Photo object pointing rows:
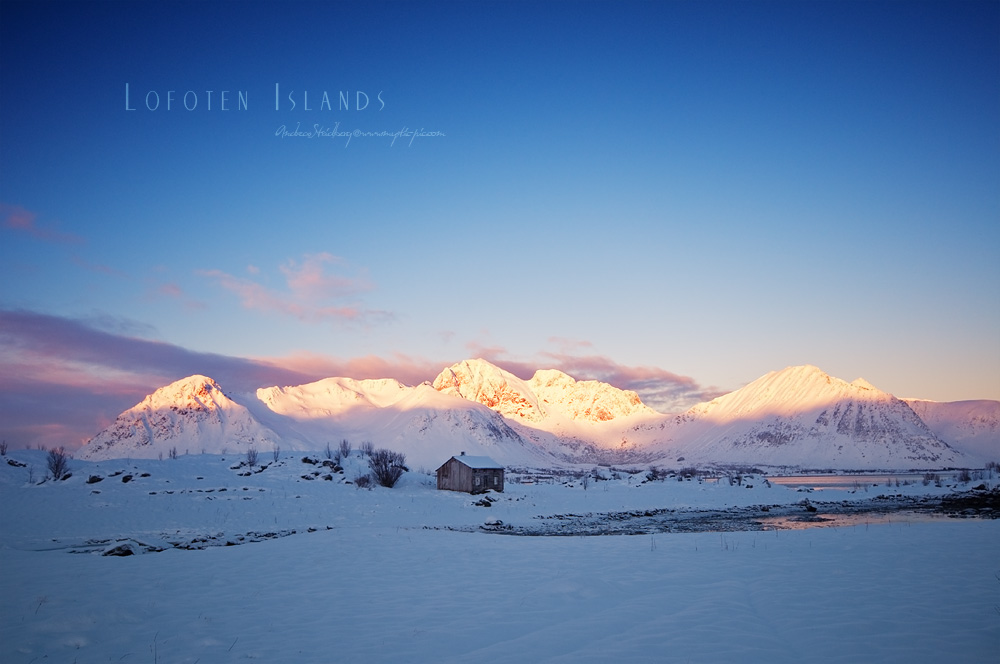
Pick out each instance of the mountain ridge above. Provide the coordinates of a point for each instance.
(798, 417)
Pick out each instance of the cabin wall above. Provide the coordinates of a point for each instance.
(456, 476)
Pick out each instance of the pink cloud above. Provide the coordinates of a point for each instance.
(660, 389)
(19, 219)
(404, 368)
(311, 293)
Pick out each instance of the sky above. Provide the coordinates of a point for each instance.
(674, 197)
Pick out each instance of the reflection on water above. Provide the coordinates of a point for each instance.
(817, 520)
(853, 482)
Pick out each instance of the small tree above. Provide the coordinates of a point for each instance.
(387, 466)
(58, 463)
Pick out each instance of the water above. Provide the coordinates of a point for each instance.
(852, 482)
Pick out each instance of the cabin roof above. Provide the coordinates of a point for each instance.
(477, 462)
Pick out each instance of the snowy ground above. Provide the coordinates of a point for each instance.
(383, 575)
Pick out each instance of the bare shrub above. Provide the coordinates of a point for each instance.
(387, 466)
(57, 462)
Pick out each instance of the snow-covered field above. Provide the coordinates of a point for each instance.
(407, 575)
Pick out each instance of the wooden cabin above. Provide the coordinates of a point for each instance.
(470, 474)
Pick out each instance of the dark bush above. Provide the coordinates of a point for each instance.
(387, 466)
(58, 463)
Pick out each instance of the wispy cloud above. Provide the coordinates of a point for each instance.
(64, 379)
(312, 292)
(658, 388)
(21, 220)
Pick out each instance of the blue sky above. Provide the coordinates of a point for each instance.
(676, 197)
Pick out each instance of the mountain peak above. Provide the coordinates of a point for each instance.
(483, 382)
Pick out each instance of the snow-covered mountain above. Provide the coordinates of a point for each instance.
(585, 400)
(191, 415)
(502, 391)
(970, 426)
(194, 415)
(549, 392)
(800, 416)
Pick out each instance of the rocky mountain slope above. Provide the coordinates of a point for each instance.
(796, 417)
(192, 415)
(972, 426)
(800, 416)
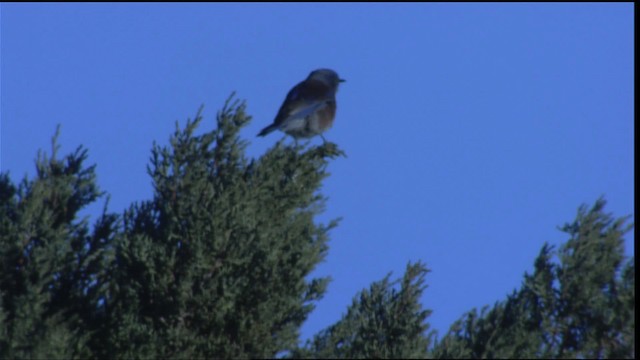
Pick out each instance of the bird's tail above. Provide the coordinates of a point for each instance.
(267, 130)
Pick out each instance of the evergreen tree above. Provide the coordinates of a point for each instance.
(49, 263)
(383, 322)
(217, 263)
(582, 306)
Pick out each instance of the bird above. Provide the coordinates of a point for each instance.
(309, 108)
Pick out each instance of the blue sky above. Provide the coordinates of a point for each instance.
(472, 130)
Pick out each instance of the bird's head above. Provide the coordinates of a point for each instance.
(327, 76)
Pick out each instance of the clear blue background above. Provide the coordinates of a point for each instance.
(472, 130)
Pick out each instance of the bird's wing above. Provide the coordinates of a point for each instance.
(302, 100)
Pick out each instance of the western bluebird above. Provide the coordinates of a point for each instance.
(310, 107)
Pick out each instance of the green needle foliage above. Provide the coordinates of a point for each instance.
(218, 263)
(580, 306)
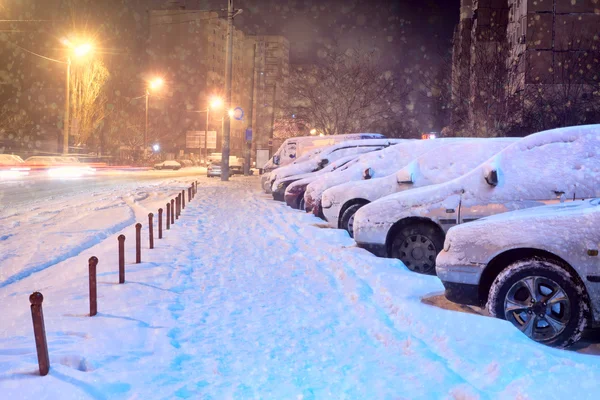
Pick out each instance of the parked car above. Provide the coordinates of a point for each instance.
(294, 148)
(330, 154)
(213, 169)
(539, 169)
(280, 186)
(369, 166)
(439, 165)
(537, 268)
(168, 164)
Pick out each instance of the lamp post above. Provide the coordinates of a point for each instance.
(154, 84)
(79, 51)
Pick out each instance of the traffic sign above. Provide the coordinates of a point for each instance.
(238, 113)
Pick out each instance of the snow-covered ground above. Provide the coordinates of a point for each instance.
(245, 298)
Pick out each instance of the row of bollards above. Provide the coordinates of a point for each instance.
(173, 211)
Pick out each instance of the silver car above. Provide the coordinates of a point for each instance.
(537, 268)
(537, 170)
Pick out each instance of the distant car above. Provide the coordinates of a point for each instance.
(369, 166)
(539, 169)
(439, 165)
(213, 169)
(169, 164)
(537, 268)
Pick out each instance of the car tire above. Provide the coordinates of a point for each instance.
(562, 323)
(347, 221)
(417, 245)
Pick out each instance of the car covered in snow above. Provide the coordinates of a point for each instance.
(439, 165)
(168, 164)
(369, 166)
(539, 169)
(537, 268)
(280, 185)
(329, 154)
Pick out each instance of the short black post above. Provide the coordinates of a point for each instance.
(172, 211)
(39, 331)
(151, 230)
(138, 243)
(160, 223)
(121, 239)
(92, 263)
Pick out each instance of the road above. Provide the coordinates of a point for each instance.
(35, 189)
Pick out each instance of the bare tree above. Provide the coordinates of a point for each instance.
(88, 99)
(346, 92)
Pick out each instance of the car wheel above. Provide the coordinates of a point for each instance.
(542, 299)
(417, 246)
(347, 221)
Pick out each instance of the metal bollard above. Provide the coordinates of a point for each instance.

* _Prompt_:
Copy the rows above without any change, from the line with "Pick out each instance of the car wheel" up to and including the last line of the rows.

* _The output_:
Pick out each instance of the car wheel above. Provide the coordinates of a point for each instance.
(542, 299)
(417, 246)
(347, 221)
Pick out each instance of the metal bollard above. Provide the coordinates of a point for each instance.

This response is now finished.